■ Lo que se espera ■
Transcriba sin cambios el fragmento del artículo sobre la democracia paraguaya que comienza en "De esa forma" y termina en "del siglo XX.".

■ Fragmento del texto ■
Por Marcos Pérez Talia
Existe cierto consenso en el mundo académico respecto a que algo está pasando con las democracias de todas las latitudes. Distintos autores, desde distintas disciplinas de las ciencias sociales, vienen alertando sobre una crisis de la democracia, sea en términos de un eventual retroceso democrático, o incluso en cuanto a un proceso de mutación democrática. Una voz autorizada en el tema es el sociólogo francés Pierre Rosanvallon, quien en su libro titulado “La legitimidad democrática” explora las posibles causas de la crisis. Este artículo aborda el fenómeno de la (débil) democracia paraguaya a partir de la propuesta analítica de Pierre Rosanvallon.
En su agudo libro, Rosanvallon se propone examinar los principios de legitimidad de los gobiernos democráticos con el objetivo de interpretar las causas profundas de sus múltiples crisis. Entre el siglo XIX y XX, el autor indica que se desarrollaron dos grandes legitimidades: una, la elección popular, y la otra, la administración pública. Respecto a la primera, la instalación de gobiernos democráticos entre fines del siglo XIX y comienzos del siglo XX (especialmente en EEUU y Francia) se basó esencialmente en el procedimiento electoral como única vía de acceso a cargos representativos y, en cierta medida, como expresión natural de la soberanía popular. Se llegó a equiparar, incluso, la mayoría circunstancial que elegía autoridades con la misma soberanía popular, aun cuando se trataba únicamente de una mayoría provisional y eventualmente modificable en las siguientes elecciones.
A comienzos del siglo XX aparece, según Rosanvallon, la primera gran crisis de la democracia con los signos de distanciamiento entre los representantes y el pueblo. Como consecuencia, emerge allí la segunda fuente de legitimidad: la administración pública. Eso conlleva la transformación de un Estado que pasa de ser un mero guardián de las libertades públicas y la propiedad privada, a uno que ofrece servicios públicos básicos como salud, educación, vivienda y mayores niveles de infraestructura.
De esa forma quedó constituido un sistema democrático de doble legitimidad, una de entrada o establecimiento (la electoral), y otra de resultados (la administración pública). Este sistema de legitimidad dual va a sostener una gran parte de las democracias a lo largo del siglo XX.

■ Relación de datos ■
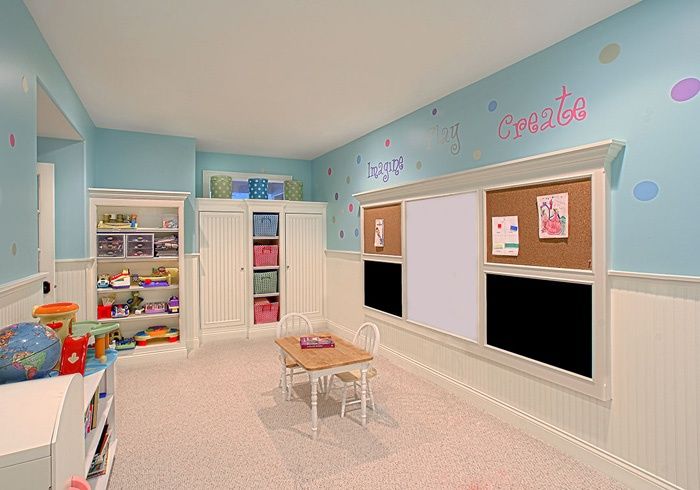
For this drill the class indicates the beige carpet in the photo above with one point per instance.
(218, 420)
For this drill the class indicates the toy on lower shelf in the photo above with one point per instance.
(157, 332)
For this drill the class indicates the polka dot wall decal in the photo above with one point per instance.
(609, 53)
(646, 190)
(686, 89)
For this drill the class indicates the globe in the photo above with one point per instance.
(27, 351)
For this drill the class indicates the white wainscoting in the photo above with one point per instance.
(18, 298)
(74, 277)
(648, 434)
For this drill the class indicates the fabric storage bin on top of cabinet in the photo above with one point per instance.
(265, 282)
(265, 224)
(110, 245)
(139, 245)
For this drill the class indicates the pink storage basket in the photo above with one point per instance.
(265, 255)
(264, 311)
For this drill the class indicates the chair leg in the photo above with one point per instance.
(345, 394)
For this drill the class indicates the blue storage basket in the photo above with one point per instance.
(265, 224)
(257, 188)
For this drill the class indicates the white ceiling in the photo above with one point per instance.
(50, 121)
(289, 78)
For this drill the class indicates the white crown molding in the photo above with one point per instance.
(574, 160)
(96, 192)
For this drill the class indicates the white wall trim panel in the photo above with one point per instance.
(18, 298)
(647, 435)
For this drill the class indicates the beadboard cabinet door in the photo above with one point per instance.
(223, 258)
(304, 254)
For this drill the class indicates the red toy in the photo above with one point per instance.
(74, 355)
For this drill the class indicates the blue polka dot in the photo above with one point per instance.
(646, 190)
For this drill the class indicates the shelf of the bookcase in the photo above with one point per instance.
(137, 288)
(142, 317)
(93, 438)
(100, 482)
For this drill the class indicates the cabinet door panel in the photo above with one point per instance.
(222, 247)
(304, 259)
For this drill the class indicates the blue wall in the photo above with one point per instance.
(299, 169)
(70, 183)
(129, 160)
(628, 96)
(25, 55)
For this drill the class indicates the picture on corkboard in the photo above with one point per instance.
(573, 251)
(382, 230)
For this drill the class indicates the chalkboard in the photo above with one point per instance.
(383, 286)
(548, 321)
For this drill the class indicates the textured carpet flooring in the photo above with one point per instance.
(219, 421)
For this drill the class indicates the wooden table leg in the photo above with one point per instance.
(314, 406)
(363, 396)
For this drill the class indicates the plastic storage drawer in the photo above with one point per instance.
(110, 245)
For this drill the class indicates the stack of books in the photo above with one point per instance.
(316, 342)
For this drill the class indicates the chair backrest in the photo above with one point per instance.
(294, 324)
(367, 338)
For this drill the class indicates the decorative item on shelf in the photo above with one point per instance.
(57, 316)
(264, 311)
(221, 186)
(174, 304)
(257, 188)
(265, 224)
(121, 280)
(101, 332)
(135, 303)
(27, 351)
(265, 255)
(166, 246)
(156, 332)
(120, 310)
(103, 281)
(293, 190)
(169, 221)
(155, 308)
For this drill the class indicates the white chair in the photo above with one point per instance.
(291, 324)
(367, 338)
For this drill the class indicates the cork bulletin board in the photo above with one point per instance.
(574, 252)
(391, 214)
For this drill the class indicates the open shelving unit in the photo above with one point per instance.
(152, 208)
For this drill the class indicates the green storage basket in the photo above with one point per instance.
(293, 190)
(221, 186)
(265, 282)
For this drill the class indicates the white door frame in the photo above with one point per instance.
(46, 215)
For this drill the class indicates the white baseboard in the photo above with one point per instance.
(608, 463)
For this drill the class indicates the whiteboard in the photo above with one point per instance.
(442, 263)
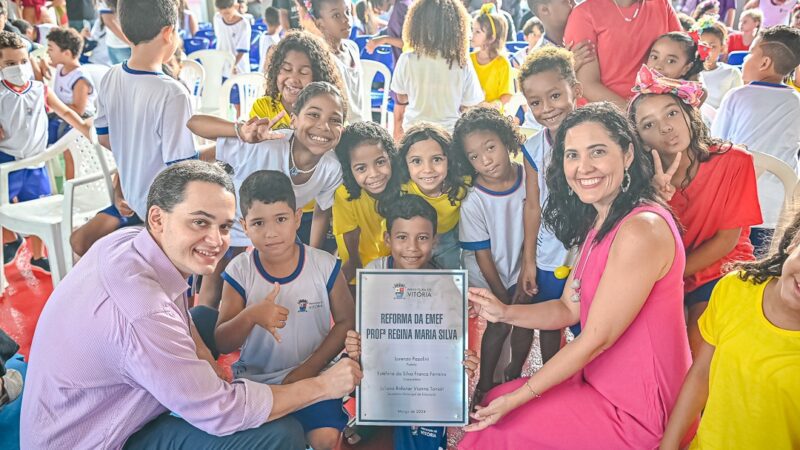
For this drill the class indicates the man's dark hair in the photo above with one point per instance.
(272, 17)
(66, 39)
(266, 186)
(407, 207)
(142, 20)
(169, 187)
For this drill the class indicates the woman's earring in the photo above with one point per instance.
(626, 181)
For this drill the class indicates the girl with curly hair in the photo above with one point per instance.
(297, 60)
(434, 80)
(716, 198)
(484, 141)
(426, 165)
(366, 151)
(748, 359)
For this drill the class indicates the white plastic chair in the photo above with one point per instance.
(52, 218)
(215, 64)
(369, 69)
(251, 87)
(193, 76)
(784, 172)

* * *

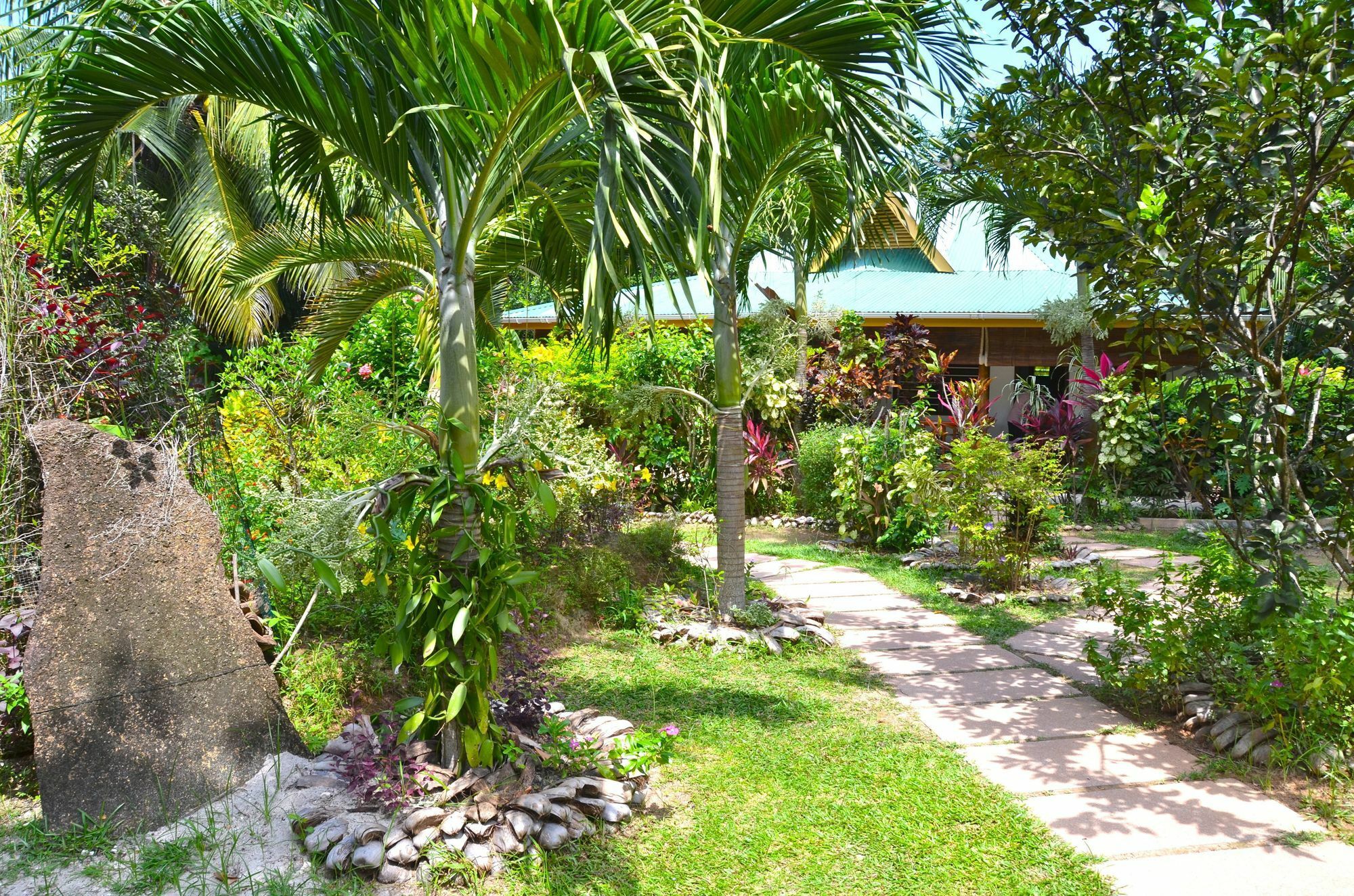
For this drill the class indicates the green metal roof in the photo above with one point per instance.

■ Resultado esperado ■
De esa forma quedó constituido un sistema democrático de doble legitimidad, una de entrada o establecimiento (la electoral), y otra de resultados (la administración pública). Este sistema de legitimidad dual va a sostener una gran parte de las democracias a lo largo del siglo XX.